Exercise objective:
Copy word for word the part of the passage below on Dr. Meissner's expert report that opens with the words containing "In his report, Dr." and closes with "all likelihood, survived.".

Document passage:

★ ★ ★ ★

Dr. Meissner’s report and curriculum vitae detail his background as a licensed physician who is board certified in internal medicine, cardiovascular diseases, critical care medicine, forensic medicine, nuclear cardiology, echocardiography, and cardiovascular computed tomography. Dr. Meissner’s background reflects that he has practiced for twenty-five years in critical care medicine, practiced for a period of twenty years in emergency medicine, and that he has practiced eighteen years in cardiology and cardiology-specific critical care medicine. At the time of Barrow’s death, Dr. Meissner was a consulting cardiologist and a critical care medicine physician. We hold that Dr. Meissner’s report contains an opinion of an individual with relevant expertise. See id. at **23-25 (requiring that a report only needs to be authored by an individual with relevant expertise and does not have to be authored by statutorily qualified experts before the trial court has discretion to grant an extension).

In his report, Dr. Meissner asserts that Dr. Myers breached four separate standards of care that relate to Dr. Myers’s diagnosis and treatment of Barrow. Dr. Meissner opined that “[s]uch deviations of care for the physician defendants in this case . . . rise to the standard of proof required in cases involving emergency medical care[.]” Furthermore, Dr. Meissner states that “Mr. Barrow died of the direct consequences of the misdiagnosis of his shock state as septic rather than hemorrhagic shock[,]” and Dr. Meissner then explains that had Barrow been properly diagnosed, he would have, in all likelihood, survived.

★ ★ ★ ★

The data:
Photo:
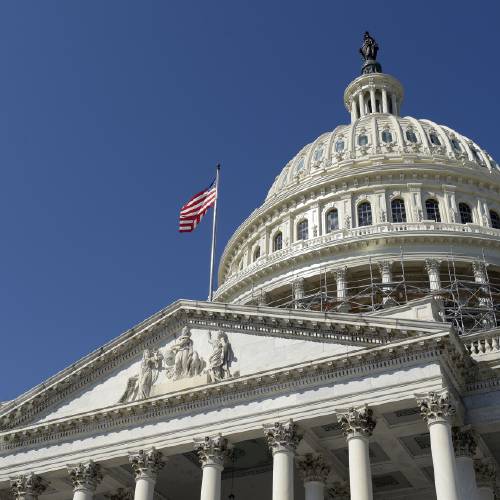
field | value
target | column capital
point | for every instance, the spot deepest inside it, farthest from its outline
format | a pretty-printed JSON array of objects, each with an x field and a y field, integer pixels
[
  {"x": 282, "y": 436},
  {"x": 27, "y": 485},
  {"x": 435, "y": 406},
  {"x": 85, "y": 475},
  {"x": 357, "y": 422},
  {"x": 313, "y": 468},
  {"x": 339, "y": 491},
  {"x": 486, "y": 473},
  {"x": 146, "y": 463},
  {"x": 464, "y": 441},
  {"x": 212, "y": 450}
]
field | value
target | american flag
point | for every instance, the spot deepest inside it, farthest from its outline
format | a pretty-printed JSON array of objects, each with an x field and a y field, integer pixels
[{"x": 194, "y": 210}]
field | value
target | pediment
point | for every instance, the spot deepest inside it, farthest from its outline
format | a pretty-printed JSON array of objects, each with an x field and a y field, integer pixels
[{"x": 195, "y": 344}]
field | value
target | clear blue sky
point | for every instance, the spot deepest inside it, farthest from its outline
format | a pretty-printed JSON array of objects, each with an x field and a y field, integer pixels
[{"x": 112, "y": 113}]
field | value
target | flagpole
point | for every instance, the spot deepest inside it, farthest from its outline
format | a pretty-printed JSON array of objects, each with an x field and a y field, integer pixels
[{"x": 214, "y": 234}]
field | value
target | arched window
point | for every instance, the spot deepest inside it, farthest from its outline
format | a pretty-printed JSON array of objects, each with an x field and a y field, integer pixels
[
  {"x": 495, "y": 219},
  {"x": 386, "y": 136},
  {"x": 278, "y": 241},
  {"x": 465, "y": 213},
  {"x": 302, "y": 230},
  {"x": 434, "y": 139},
  {"x": 398, "y": 210},
  {"x": 411, "y": 136},
  {"x": 432, "y": 209},
  {"x": 256, "y": 254},
  {"x": 332, "y": 220},
  {"x": 364, "y": 214}
]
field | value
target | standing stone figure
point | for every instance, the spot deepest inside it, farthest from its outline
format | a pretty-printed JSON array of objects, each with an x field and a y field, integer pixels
[{"x": 220, "y": 360}]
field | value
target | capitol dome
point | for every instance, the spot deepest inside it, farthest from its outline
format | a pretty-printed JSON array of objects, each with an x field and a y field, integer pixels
[{"x": 376, "y": 213}]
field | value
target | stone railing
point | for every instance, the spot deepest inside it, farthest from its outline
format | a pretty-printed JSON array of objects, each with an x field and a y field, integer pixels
[
  {"x": 345, "y": 235},
  {"x": 483, "y": 343}
]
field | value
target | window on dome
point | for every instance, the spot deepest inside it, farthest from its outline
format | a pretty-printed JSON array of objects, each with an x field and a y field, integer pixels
[
  {"x": 434, "y": 139},
  {"x": 432, "y": 209},
  {"x": 495, "y": 219},
  {"x": 456, "y": 145},
  {"x": 386, "y": 136},
  {"x": 332, "y": 220},
  {"x": 465, "y": 213},
  {"x": 300, "y": 166},
  {"x": 362, "y": 140},
  {"x": 364, "y": 214},
  {"x": 318, "y": 154},
  {"x": 302, "y": 230},
  {"x": 256, "y": 254},
  {"x": 411, "y": 136},
  {"x": 398, "y": 210},
  {"x": 278, "y": 241}
]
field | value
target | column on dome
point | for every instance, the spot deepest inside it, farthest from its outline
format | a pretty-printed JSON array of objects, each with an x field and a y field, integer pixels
[
  {"x": 341, "y": 279},
  {"x": 385, "y": 104},
  {"x": 357, "y": 425},
  {"x": 436, "y": 410},
  {"x": 146, "y": 464},
  {"x": 486, "y": 475},
  {"x": 298, "y": 291},
  {"x": 465, "y": 446},
  {"x": 212, "y": 451},
  {"x": 314, "y": 471},
  {"x": 373, "y": 101},
  {"x": 27, "y": 486},
  {"x": 361, "y": 100},
  {"x": 282, "y": 439},
  {"x": 385, "y": 268},
  {"x": 85, "y": 477}
]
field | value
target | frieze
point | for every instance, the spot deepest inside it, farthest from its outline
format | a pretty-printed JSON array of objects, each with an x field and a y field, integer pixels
[{"x": 241, "y": 389}]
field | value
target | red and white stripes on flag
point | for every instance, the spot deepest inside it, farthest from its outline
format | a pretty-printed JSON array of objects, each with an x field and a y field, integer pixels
[{"x": 194, "y": 210}]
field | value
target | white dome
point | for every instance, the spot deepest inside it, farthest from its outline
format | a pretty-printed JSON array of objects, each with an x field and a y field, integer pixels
[{"x": 385, "y": 138}]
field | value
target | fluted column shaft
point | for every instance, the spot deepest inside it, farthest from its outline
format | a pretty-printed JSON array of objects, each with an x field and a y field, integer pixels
[
  {"x": 212, "y": 450},
  {"x": 358, "y": 425},
  {"x": 85, "y": 477},
  {"x": 282, "y": 439},
  {"x": 436, "y": 410},
  {"x": 146, "y": 464}
]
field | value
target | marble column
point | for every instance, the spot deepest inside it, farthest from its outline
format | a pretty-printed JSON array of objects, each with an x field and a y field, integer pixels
[
  {"x": 486, "y": 474},
  {"x": 211, "y": 450},
  {"x": 341, "y": 279},
  {"x": 27, "y": 487},
  {"x": 85, "y": 477},
  {"x": 282, "y": 439},
  {"x": 465, "y": 446},
  {"x": 358, "y": 425},
  {"x": 314, "y": 471},
  {"x": 437, "y": 411},
  {"x": 146, "y": 464}
]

★ ★ ★ ★

Answer box:
In his report, Dr. Meissner asserts that Dr. Myers breached four separate standards of care that relate to Dr. Myers’s diagnosis and treatment of Barrow. Dr. Meissner opined that “[s]uch deviations of care for the physician defendants in this case . . . rise to the standard of proof required in cases involving emergency medical care[.]” Furthermore, Dr. Meissner states that “Mr. Barrow died of the direct consequences of the misdiagnosis of his shock state as septic rather than hemorrhagic shock[,]” and Dr. Meissner then explains that had Barrow been properly diagnosed, he would have, in all likelihood, survived.